───── Input material ─────

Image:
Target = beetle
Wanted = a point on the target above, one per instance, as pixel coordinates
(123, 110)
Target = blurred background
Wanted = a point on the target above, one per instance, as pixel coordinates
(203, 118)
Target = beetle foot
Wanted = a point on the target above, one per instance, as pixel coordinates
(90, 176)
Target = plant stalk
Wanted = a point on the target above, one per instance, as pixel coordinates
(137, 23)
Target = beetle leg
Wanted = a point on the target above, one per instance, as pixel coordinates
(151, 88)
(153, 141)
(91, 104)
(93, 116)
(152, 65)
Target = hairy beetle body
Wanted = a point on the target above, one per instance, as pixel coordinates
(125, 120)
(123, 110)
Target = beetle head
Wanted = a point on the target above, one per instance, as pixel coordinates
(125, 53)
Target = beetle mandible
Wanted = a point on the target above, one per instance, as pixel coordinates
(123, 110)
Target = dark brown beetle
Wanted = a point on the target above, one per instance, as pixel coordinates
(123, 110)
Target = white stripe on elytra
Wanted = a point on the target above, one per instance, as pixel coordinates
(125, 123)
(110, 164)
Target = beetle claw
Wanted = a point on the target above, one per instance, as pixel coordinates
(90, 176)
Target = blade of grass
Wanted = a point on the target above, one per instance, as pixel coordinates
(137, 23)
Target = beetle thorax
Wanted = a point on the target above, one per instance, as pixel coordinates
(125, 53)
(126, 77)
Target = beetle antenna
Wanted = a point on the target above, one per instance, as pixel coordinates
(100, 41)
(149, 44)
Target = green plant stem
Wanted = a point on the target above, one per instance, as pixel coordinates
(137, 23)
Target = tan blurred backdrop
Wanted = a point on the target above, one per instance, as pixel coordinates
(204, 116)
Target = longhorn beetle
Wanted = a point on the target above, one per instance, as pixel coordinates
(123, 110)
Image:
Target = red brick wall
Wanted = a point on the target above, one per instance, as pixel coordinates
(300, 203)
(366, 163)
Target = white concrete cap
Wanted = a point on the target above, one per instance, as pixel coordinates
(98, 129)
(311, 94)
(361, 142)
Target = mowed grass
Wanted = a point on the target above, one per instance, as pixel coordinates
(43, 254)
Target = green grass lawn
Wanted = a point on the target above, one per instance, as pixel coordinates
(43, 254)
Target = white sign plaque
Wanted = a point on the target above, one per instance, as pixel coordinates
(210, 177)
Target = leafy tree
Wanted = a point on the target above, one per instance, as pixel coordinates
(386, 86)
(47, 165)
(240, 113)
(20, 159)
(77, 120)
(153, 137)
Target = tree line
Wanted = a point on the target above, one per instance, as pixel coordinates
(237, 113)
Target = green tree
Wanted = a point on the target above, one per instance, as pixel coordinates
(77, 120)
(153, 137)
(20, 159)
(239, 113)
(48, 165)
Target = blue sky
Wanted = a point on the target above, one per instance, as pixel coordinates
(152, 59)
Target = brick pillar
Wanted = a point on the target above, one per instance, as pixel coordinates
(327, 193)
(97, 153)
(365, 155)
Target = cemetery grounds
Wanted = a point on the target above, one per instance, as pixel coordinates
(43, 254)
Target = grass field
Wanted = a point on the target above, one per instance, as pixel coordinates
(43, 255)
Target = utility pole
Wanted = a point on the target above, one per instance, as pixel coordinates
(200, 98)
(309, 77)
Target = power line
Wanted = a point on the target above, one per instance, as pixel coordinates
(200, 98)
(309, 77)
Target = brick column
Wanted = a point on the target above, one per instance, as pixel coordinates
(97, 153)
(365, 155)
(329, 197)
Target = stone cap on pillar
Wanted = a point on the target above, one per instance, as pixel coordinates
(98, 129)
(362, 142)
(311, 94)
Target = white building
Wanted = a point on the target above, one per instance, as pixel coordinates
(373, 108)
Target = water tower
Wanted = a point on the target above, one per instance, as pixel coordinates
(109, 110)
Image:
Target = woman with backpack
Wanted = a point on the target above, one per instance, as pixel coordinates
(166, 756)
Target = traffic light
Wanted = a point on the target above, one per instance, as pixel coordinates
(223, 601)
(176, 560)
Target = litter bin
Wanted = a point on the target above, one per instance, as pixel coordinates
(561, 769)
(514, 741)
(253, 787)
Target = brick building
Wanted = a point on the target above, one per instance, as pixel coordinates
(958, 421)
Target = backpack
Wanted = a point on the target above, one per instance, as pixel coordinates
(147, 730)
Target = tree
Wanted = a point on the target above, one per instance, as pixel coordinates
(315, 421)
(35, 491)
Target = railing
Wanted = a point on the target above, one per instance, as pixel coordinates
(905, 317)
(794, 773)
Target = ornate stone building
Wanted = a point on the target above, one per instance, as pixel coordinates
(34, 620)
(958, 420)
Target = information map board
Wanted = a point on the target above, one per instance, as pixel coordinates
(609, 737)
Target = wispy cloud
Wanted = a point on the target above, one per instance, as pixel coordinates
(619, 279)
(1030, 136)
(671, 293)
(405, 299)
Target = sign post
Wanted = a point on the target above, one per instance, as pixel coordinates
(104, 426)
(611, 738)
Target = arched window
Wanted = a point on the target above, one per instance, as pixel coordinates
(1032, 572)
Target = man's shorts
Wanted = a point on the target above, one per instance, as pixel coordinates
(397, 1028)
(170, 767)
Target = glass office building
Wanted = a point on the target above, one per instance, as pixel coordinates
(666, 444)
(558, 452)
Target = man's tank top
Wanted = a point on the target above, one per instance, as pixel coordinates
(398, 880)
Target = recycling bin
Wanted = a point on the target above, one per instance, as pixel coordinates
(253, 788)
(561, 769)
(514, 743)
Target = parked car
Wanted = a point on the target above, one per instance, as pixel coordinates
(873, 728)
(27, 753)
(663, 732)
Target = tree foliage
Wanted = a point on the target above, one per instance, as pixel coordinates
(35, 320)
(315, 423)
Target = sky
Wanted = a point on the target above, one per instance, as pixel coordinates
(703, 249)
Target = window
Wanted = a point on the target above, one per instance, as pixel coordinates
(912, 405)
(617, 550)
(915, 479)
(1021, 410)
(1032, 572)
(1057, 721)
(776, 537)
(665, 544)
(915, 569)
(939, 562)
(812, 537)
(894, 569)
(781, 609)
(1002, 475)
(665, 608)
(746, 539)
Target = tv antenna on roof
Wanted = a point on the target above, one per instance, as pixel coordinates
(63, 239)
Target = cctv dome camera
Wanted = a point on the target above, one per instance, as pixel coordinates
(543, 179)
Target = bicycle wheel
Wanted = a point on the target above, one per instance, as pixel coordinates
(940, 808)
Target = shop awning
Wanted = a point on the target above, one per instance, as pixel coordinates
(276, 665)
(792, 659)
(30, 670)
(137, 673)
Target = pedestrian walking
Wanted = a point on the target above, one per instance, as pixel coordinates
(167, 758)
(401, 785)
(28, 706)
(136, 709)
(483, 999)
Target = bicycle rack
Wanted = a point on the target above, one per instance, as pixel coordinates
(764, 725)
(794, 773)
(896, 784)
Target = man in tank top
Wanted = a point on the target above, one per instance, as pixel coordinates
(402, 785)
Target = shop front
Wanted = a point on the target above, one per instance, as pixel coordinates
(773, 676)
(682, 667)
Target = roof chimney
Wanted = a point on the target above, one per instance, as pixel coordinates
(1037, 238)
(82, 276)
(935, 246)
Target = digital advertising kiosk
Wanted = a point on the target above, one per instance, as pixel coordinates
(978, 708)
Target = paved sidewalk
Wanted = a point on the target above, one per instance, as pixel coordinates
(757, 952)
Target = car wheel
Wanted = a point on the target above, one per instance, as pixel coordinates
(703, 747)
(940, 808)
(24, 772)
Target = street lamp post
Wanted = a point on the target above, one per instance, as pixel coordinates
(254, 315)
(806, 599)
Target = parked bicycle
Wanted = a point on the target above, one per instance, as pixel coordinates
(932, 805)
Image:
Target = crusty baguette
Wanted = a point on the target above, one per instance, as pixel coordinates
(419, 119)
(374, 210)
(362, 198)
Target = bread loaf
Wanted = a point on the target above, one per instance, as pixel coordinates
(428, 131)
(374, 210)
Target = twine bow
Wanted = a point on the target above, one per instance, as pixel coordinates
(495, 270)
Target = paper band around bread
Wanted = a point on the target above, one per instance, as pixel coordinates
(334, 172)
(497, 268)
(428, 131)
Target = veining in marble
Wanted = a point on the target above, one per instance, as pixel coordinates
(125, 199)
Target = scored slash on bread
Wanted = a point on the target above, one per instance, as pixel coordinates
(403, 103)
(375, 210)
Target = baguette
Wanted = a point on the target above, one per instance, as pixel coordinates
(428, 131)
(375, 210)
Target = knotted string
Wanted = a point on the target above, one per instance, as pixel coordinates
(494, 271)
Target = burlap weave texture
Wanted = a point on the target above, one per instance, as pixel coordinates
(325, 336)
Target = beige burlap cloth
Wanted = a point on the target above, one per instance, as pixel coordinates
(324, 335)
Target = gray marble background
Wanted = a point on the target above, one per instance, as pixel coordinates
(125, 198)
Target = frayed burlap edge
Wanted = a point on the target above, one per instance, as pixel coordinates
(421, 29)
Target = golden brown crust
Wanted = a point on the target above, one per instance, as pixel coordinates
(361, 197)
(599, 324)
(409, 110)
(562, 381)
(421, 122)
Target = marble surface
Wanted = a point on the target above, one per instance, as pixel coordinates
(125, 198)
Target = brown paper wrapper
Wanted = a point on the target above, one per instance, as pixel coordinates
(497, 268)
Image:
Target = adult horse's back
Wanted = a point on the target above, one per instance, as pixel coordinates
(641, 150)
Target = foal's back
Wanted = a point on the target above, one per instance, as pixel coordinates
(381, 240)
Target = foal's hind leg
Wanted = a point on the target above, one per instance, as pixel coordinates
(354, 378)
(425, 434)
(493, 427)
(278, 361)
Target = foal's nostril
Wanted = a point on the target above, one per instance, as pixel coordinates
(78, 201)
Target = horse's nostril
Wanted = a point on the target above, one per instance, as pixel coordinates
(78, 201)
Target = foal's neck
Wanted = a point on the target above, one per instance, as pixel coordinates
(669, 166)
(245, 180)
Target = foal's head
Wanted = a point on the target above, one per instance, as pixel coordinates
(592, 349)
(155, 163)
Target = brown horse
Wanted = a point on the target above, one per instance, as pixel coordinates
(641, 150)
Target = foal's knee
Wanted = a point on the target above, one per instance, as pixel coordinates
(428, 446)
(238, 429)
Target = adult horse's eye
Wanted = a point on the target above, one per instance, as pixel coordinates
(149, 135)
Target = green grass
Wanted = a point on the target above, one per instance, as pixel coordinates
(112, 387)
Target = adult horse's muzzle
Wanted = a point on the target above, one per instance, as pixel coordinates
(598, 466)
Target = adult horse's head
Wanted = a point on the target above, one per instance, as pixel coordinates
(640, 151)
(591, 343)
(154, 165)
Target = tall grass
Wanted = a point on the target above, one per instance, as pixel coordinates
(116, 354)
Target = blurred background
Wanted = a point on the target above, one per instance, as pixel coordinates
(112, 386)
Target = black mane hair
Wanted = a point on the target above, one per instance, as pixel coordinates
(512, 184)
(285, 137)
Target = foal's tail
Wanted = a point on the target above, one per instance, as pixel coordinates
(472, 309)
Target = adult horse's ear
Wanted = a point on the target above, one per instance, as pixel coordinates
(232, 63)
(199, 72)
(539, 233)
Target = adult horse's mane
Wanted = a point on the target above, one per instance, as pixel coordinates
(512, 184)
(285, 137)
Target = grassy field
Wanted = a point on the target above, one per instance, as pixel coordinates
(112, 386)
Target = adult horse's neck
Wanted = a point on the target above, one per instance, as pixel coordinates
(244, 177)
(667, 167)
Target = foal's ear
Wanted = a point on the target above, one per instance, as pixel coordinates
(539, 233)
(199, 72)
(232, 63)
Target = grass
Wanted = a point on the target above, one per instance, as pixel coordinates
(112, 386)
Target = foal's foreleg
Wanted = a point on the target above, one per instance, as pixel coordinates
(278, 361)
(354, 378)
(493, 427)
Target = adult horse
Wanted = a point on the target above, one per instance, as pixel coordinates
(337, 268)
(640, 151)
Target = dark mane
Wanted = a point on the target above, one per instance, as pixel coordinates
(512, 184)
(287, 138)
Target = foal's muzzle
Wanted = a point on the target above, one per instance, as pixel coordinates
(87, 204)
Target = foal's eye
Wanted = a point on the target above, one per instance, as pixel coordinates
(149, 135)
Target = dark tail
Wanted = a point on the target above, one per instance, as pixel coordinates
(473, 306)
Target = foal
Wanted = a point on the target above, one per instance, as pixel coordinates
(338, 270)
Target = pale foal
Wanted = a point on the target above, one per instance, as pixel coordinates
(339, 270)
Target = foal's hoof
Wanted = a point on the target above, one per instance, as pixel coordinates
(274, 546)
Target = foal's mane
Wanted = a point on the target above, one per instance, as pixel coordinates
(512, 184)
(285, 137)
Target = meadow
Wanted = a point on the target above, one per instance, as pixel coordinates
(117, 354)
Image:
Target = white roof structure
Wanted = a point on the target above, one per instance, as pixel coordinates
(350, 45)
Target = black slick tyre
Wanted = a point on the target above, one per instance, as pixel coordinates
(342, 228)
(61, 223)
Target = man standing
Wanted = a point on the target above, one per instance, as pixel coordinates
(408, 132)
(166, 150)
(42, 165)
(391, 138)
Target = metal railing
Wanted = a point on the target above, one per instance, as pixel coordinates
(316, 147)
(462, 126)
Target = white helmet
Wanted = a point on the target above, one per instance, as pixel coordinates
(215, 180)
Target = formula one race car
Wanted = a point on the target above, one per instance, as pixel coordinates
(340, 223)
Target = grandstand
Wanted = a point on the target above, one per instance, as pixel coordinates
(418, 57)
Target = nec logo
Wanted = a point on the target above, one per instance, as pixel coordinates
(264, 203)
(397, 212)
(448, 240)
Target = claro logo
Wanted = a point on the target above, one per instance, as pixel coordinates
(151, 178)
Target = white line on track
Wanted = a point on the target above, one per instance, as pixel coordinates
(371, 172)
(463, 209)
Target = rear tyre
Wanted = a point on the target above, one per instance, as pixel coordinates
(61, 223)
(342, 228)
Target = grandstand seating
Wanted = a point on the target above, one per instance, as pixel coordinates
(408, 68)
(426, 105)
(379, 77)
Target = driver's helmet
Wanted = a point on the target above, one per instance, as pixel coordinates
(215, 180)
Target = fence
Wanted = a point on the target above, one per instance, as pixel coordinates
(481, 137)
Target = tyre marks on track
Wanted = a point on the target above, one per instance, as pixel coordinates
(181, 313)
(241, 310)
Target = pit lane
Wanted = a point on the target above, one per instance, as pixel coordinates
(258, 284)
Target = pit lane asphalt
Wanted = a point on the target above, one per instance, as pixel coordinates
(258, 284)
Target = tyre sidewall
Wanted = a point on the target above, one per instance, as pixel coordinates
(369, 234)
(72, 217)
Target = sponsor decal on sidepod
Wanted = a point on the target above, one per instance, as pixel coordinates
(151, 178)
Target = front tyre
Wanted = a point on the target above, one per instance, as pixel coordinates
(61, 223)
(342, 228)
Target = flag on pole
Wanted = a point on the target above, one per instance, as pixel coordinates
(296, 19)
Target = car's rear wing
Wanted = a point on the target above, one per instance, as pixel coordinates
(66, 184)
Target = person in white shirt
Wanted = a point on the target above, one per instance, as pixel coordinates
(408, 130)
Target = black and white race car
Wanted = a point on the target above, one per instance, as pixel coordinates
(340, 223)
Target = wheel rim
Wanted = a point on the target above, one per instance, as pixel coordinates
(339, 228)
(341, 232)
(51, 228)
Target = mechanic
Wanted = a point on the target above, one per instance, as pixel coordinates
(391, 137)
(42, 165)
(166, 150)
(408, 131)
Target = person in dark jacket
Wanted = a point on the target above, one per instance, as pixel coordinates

─────

Problem details: Find the line that contains "Target = flag on pole". Repeat it and every line after it, exactly as written, up to and including the last line of the records above.

Answer below:
Target = flag on pole
Wanted = a point on the target above, one per instance, as pixel coordinates
(296, 19)
Target = car's rear wing
Wanted = a point on the target above, one per instance, as pixel coordinates
(66, 184)
Target = person in white shirt
Wanted = a point on the target above, one per instance, as pixel coordinates
(408, 130)
Target = black and white race car
Wanted = a point on the target above, one per instance, as pixel coordinates
(340, 223)
Target = wheel rim
Wanted = a point on the target above, one per instance, as pixel coordinates
(339, 228)
(341, 232)
(51, 228)
Target = mechanic
Wanted = a point on the target above, one per instance, as pixel coordinates
(391, 137)
(42, 165)
(166, 150)
(408, 131)
Target = person in dark jacket
Wanted = a point on the target above, one per instance, as pixel coordinates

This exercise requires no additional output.